> _Data shown_:

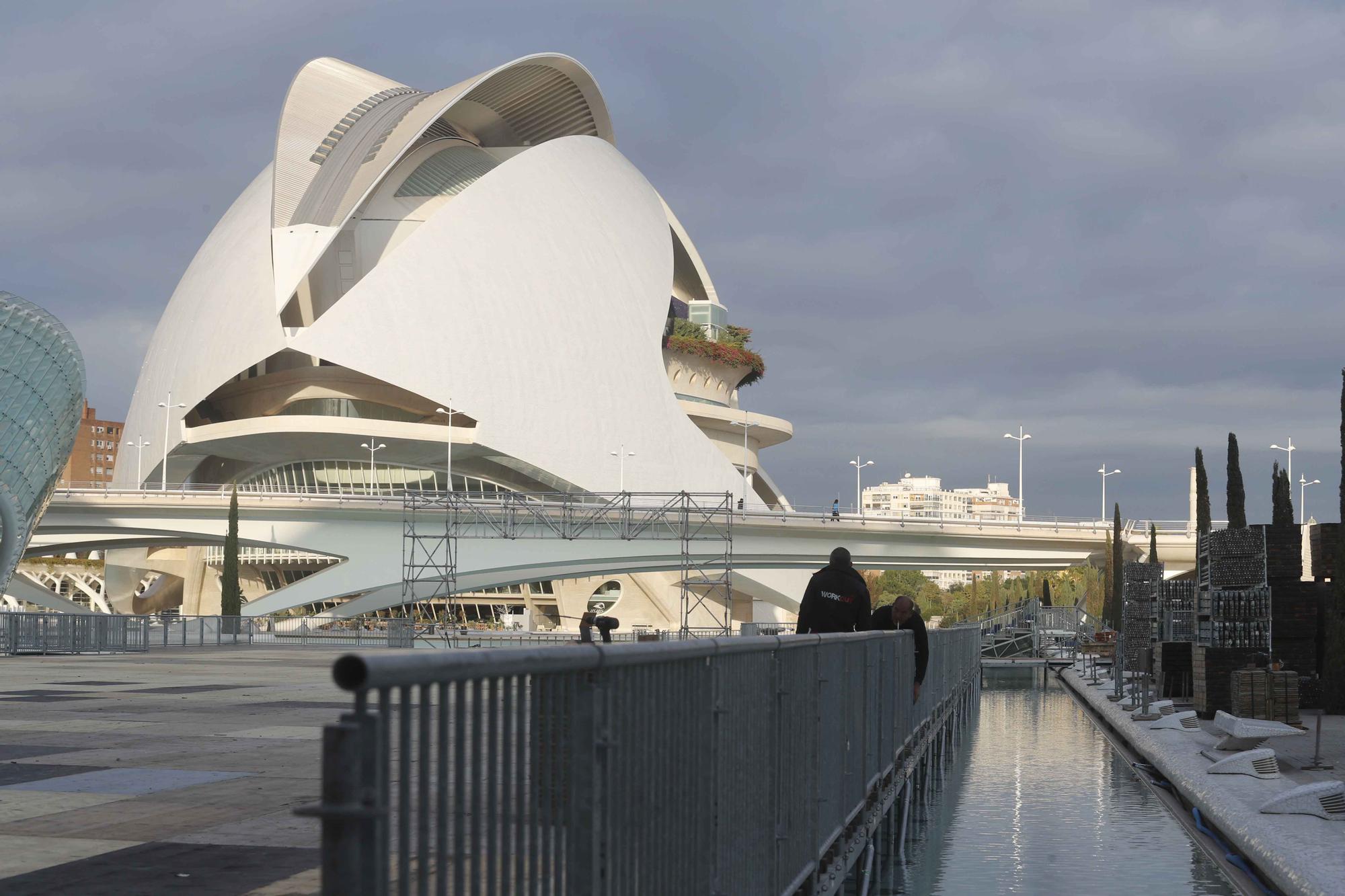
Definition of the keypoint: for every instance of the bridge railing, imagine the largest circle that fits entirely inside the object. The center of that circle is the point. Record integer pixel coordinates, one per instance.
(488, 507)
(731, 766)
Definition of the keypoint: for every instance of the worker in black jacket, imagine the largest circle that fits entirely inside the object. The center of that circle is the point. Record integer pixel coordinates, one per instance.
(903, 614)
(836, 599)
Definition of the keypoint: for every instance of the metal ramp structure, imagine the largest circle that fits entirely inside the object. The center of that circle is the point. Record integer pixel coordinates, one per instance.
(435, 522)
(1032, 631)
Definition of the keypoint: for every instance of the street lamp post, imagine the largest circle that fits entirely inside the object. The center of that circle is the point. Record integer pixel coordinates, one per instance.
(622, 454)
(373, 478)
(139, 444)
(1105, 474)
(450, 466)
(1304, 482)
(1022, 438)
(746, 428)
(167, 405)
(1289, 451)
(859, 501)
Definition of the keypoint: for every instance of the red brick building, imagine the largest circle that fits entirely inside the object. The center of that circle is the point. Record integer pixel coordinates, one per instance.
(95, 456)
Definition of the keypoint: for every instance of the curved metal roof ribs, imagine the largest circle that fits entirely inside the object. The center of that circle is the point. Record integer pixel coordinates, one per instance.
(524, 103)
(322, 93)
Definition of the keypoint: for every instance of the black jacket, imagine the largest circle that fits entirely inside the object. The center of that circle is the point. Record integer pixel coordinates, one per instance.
(883, 620)
(835, 600)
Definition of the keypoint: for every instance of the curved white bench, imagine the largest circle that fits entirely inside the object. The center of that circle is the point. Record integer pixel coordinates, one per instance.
(1249, 733)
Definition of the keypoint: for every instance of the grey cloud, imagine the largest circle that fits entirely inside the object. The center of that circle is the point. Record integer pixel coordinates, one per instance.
(1118, 224)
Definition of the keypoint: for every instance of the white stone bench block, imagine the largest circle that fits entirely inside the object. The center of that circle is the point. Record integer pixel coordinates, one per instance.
(1258, 763)
(1249, 733)
(1186, 721)
(1325, 799)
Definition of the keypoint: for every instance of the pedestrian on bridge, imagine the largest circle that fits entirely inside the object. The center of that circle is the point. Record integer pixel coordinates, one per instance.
(836, 599)
(903, 614)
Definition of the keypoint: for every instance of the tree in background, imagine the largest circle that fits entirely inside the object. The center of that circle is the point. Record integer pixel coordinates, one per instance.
(1203, 524)
(1237, 494)
(1281, 497)
(1334, 665)
(231, 595)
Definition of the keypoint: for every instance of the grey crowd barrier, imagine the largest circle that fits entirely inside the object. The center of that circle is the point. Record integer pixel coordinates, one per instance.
(72, 634)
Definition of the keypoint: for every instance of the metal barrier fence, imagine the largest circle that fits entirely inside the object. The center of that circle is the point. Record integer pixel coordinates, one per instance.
(280, 631)
(72, 634)
(726, 766)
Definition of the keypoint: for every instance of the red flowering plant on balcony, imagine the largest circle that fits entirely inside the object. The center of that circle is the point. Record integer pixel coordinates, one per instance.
(732, 349)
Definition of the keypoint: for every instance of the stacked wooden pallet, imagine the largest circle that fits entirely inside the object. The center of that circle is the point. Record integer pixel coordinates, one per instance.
(1172, 669)
(1213, 669)
(1260, 693)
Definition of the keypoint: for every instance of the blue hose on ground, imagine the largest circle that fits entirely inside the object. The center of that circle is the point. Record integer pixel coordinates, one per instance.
(1234, 858)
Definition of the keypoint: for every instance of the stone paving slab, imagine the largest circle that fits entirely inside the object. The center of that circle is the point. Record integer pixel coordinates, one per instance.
(1300, 853)
(28, 854)
(24, 751)
(72, 725)
(274, 732)
(17, 805)
(124, 780)
(239, 749)
(24, 772)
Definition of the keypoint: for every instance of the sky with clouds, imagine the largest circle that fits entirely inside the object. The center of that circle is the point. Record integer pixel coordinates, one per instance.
(1117, 224)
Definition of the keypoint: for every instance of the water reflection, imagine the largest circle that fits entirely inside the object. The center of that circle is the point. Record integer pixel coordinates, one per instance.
(1038, 802)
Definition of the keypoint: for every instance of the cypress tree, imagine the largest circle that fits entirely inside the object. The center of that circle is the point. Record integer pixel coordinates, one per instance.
(1237, 494)
(1117, 568)
(1334, 638)
(1281, 495)
(232, 596)
(1202, 494)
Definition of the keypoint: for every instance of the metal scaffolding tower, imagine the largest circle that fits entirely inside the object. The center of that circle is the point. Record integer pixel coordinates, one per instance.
(434, 522)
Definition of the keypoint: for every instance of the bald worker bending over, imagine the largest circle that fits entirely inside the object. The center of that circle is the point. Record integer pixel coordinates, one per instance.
(903, 614)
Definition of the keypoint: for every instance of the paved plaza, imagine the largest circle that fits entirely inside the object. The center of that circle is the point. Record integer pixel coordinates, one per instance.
(174, 771)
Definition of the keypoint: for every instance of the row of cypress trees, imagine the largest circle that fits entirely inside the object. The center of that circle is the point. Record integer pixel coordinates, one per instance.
(1282, 514)
(1281, 493)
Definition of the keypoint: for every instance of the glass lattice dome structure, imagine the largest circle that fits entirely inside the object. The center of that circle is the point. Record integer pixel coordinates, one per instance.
(42, 386)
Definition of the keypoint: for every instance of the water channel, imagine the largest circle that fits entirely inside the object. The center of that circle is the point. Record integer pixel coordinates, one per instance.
(1036, 801)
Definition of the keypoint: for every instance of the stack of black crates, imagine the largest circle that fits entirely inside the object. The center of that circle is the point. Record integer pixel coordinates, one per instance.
(1176, 634)
(1141, 592)
(1233, 612)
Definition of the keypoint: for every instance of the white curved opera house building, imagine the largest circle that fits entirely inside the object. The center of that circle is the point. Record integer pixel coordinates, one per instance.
(484, 249)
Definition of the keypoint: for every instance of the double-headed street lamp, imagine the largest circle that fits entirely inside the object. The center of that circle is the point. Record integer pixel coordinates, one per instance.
(1022, 438)
(859, 499)
(450, 467)
(1289, 451)
(746, 425)
(167, 405)
(139, 444)
(373, 478)
(623, 454)
(1105, 474)
(1304, 482)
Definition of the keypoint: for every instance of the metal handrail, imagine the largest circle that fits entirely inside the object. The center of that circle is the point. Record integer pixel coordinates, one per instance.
(728, 766)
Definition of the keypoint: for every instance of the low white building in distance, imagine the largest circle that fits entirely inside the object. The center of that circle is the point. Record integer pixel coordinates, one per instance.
(926, 498)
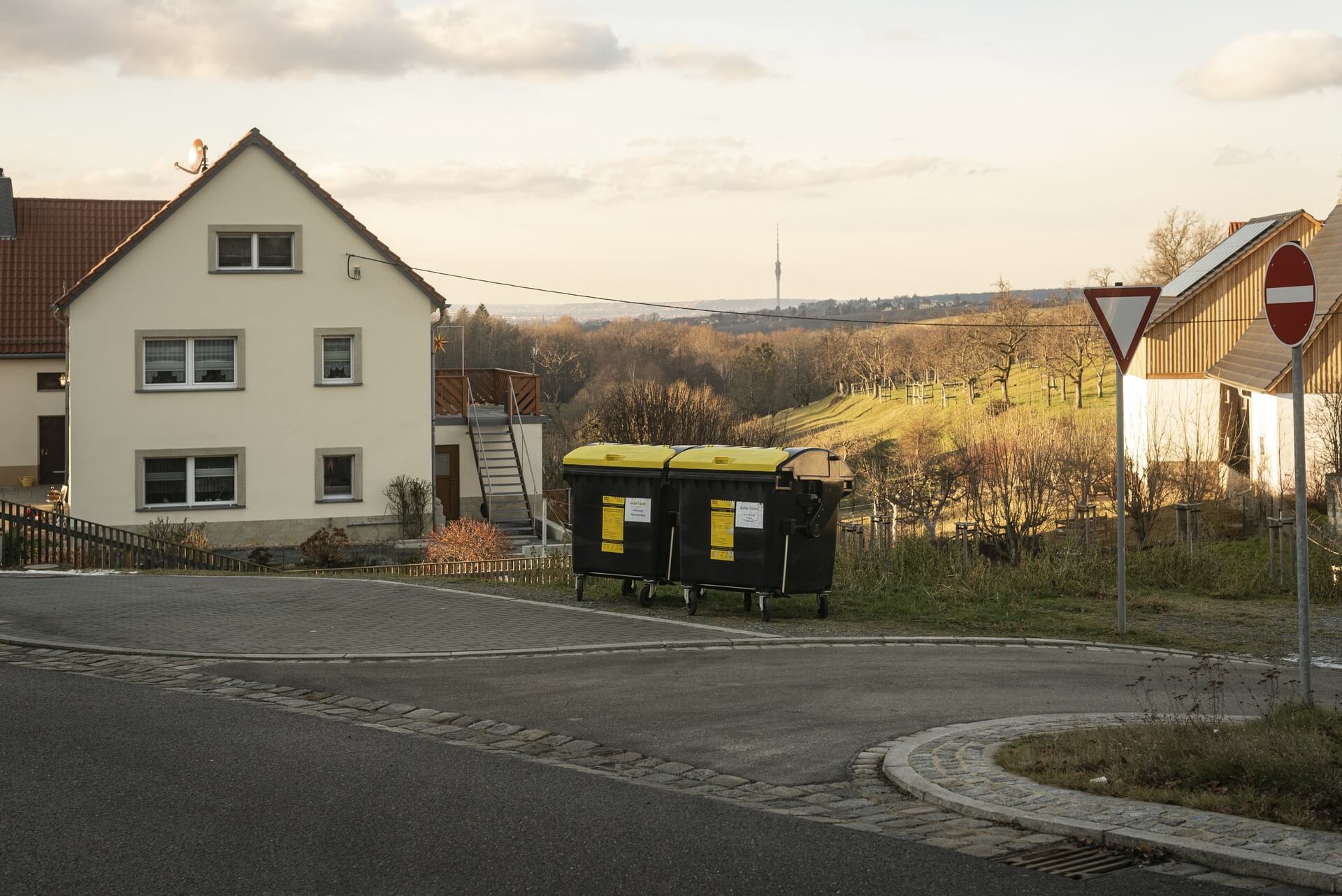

> _What you will do_:
Find every line in the material above that contains the word "building" and copy each one, treating uppercase and lowercase letters as different.

> _Result for this task_:
Definition of the keypoint: for every instance of the red brick building, imagine the largest circle that fits entirely inside the object. The center of that circle is the point. Record integer pixel coordinates, one per instance.
Definition of the keypoint: for every instance of the white curved opera house building, imagine the largest circle that fits entirely inside the object. The center of that circle is the point. Record integer pixel coordinates, one per instance.
Definition of the keypoint: for every instance of the low white building in distance, imagine the largest circle that fits entirely inside the object. The center of that circle is the point. Record integer pixel coordinates, one per instance.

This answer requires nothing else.